» Document text:
You should find yourself back in a Linux prompt. To make sure the file sharing worked, try the following command:

ls /tf_files/flower_photos

You should see a list of the flower folders, like this:

root@2c570d651d08:~# ls /tf_files/flower_photos
LICENSE.txt daisy dandelion roses sunflowers tulips
root@2c570d651d08:~#

Updating the Code

For this example, we need the very latest code since it’s just been added. Unfortunately getting it is a little involved, with some use of the source control program git. I’ll walk through the steps below.

Pulling the code requires a default email address, which you can set to anything, since we’re not planning on pushing any changes back.

git config --global user.email "you@example.com"
git config --global user.name "Your Name"

Now you should be able to pull the latest source.

cd /tensorflow/
git pull origin master

You’ll find yourself in a vim window. Just type ‘:quit’ to exit.

You should now have fully up-to-date code. We want to sync it to a version we know works though, so we’ll run this command:

git checkout 6d46c0b370836698a3195a6d73398f15fa44bcb2

Building the Code

If that worked, the next step is to compile the code. You may notice there’s some optimization flags in the command that help speed it up on processors with AVX, which almost all modern OS X machines have.

cd /tensorflow/
bazel build -c opt --copt=-mavx tensorflow/examples/image_retraining:retrain

This part can take five to ten minutes, depending on the speed of your machine, as it’s compiling the full source code for TensorFlow. Don’t worry if you see a lot of warnings, this is normal (though we’re working on reducing them going forward).

» Given data:
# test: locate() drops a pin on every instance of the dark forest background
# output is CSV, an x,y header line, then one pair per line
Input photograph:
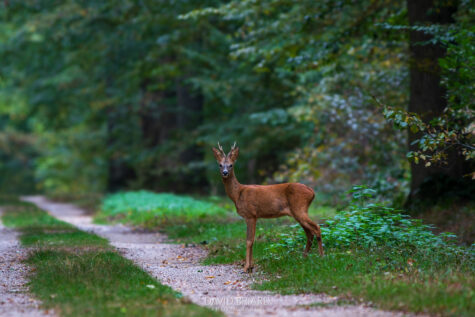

» Exercise:
Retype the TensorFlow setup instructions above in full, word for word, keeping every command and line break.

» Response below:
You should find yourself back in a Linux prompt. To make sure the file sharing worked, try the following command:

ls /tf_files/flower_photos

You should see a list of the flower folders, like this:

root@2c570d651d08:~# ls /tf_files/flower_photos
LICENSE.txt daisy dandelion roses sunflowers tulips
root@2c570d651d08:~#

Updating the Code

For this example, we need the very latest code since it’s just been added. Unfortunately getting it is a little involved, with some use of the source control program git. I’ll walk through the steps below.

Pulling the code requires a default email address, which you can set to anything, since we’re not planning on pushing any changes back.

git config --global user.email "you@example.com"
git config --global user.name "Your Name"

Now you should be able to pull the latest source.

cd /tensorflow/
git pull origin master

You’ll find yourself in a vim window. Just type ‘:quit’ to exit.

You should now have fully up-to-date code. We want to sync it to a version we know works though, so we’ll run this command:

git checkout 6d46c0b370836698a3195a6d73398f15fa44bcb2

Building the Code

If that worked, the next step is to compile the code. You may notice there’s some optimization flags in the command that help speed it up on processors with AVX, which almost all modern OS X machines have.

cd /tensorflow/
bazel build -c opt --copt=-mavx tensorflow/examples/image_retraining:retrain

This part can take five to ten minutes, depending on the speed of your machine, as it’s compiling the full source code for TensorFlow. Don’t worry if you see a lot of warnings, this is normal (though we’re working on reducing them going forward).